[start Passage]
CHAPTER 10. PERSONAL REPRESENTATIVES
IC 29-1-10
Chapter 10. Personal Representatives
IC 29-1-10-1
Letters testamentary; letters of general administration; persons to
whom granted; order; qualifications
Sec. 1. (a) Domiciliary letters testamentary or domiciliary letters
of general administration may be granted to one (1) or more of the
persons mentioned in this subsection, natural or corporate, who are
not disqualified, in the following order:
(1) To the executor or executors designated in a will that has
been admitted to probate.
(2) To a surviving spouse who is a devisee in a will that has
been admitted to probate.
(3) To a devisee in a will that has been admitted to probate.
(4) To the surviving spouse, or to the person or persons
nominated by the surviving spouse or to the surviving spouse
and the person or persons nominated by the surviving spouse.
(5) To:
(A) an heir;
(B) the person or persons nominated by an heir; or
(C) an heir and the person or persons nominated by an heir.
(6) If there is not a person listed in subdivisions (1) through (5),
then to any other qualified person.
(b) No person is qualified to serve as a domiciliary personal
representative who is:
(1) under eighteen (18) years of age;
(2) incapacitated unless the incapacity is caused only by:
(A) physical illness;
(B) physical impairment; or
(C) physical infirmity;
(3) a convicted felon, either under the laws of the United States
or of any state or territory of the United States;
(4) a resident corporation not authorized to act as a fiduciary in
this state; or
(5) a person whom the court finds unsuitable.
(c) A nonresident individual or corporate fiduciary may qualify
and serve as a joint personal representative with a resident personal
representative only by:
(1) filing with the court that has jurisdiction of the
administration of the decedent's estate a bond in an amount:
(A) not less than:
(i) the probable value of the estate's personal property;
plus
(ii) the estimated rents and profits to be derived from the
property in the estate during the probate period; and
(B) not greater than the probable gross value of the estate;
and
(2) otherwise meeting the qualifications of subsection (b).
(d) A nonresident individual who otherwise qualifies under
subsection (b) may qualify to serve as a personal representative in
Indiana only by filing with the court that has jurisdiction of the
administration of the decedent's estate:
(1) notice in writing of the individual's acceptance of the
appointment as personal representative;
(2) notice of the appointment of a resident agent to accept
service of process, notices, and other documents; and
(3) a bond in an amount:
(A) not less than:
(i) the probable value of the estate's personal property;
plus
(ii) the estimated rents and profits to be derived from the
property in the estate during the probate period; and
(B) not greater than the probable gross value of the estate.
[end Passage]
[start Data rows]
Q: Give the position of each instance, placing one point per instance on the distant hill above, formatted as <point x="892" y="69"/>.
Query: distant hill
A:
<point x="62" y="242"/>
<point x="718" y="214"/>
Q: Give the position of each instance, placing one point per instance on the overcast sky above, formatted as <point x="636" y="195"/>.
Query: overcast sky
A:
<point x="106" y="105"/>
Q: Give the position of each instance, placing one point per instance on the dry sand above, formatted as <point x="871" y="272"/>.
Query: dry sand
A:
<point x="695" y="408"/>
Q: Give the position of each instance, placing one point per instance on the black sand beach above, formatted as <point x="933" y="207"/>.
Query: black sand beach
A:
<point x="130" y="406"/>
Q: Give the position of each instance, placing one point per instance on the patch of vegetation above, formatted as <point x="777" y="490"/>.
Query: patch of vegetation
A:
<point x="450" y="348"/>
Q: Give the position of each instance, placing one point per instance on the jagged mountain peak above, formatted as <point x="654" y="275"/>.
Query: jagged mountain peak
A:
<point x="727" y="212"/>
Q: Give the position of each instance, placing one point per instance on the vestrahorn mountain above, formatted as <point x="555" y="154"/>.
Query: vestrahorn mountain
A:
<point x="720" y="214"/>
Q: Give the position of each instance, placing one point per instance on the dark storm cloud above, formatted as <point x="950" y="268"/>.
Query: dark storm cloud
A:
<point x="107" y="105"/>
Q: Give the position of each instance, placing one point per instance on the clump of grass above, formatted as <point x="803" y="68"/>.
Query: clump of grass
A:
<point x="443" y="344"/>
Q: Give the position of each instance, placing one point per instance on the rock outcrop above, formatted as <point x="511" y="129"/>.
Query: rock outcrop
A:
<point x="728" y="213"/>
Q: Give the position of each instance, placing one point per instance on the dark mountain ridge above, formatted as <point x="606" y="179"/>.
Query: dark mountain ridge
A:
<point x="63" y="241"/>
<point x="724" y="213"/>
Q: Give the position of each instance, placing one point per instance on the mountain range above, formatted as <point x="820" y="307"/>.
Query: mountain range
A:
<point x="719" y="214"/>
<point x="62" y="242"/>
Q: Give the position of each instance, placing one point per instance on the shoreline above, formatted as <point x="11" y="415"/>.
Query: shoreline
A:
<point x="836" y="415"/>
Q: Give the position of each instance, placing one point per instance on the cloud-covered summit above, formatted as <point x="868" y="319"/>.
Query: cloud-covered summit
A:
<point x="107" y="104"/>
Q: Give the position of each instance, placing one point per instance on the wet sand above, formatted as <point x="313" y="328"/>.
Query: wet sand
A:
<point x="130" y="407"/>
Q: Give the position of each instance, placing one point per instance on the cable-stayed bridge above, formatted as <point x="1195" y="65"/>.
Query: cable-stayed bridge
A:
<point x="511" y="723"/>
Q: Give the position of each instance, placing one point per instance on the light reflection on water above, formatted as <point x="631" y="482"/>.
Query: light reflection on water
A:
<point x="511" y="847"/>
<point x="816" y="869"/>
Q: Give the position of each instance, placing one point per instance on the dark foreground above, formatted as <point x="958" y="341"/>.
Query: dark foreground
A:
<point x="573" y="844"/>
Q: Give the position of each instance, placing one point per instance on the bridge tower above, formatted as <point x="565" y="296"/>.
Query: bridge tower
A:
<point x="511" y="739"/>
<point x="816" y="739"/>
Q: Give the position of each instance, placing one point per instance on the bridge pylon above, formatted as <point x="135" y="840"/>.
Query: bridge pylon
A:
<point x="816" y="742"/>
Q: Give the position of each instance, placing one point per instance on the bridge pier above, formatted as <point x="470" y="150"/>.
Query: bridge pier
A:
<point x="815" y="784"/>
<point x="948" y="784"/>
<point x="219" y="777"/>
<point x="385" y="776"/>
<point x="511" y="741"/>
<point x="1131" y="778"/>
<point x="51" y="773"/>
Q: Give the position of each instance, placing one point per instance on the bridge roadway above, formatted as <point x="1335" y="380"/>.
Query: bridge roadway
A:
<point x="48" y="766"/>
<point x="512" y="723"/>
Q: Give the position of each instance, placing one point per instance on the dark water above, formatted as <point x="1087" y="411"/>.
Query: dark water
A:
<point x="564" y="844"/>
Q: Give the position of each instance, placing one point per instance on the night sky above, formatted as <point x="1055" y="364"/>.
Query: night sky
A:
[end Data rows]
Task description: From the statute on personal representatives, quote the part that opens with the words containing "(4) To the surviving" and closes with "the surviving spouse.". The records have nothing to do with this.

Final result:
(4) To the surviving spouse, or to the person or persons
nominated by the surviving spouse or to the surviving spouse
and the person or persons nominated by the surviving spouse.